### Given task
Copy every line of the data below, requests included, but multiply each coordinate in the answers by 0.5 and round to the nearest whole number, with halves rounding up. Leave the numbers in the requests and sample paths unchanged.

───── Data provided ─────

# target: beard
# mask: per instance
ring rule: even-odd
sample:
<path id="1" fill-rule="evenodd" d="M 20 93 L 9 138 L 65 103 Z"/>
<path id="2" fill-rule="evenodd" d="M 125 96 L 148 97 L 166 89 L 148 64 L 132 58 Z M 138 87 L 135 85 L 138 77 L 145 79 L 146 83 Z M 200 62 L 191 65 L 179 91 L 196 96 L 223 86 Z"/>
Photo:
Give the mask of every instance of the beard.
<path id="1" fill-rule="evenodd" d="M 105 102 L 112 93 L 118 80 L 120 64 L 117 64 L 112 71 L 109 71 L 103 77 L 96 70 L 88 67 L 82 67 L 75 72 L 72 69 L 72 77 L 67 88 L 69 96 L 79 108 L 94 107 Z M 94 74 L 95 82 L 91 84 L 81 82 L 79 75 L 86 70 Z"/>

─────

### Solved problem
# target: beard
# mask: per instance
ring rule: even-odd
sample:
<path id="1" fill-rule="evenodd" d="M 20 93 L 9 138 L 65 103 Z"/>
<path id="2" fill-rule="evenodd" d="M 125 96 L 148 97 L 166 89 L 148 64 L 132 58 Z M 138 87 L 135 85 L 138 77 L 145 79 L 146 83 Z M 200 62 L 191 65 L 179 91 L 196 96 L 223 86 Z"/>
Photo:
Give the mask of every instance of the beard.
<path id="1" fill-rule="evenodd" d="M 53 51 L 56 47 L 59 40 L 60 32 L 59 32 L 56 36 L 55 36 L 52 39 L 48 35 L 44 34 L 41 34 L 38 36 L 36 35 L 36 39 L 34 44 L 35 48 L 40 54 L 47 54 Z M 47 37 L 48 41 L 46 42 L 41 41 L 40 38 L 43 35 Z"/>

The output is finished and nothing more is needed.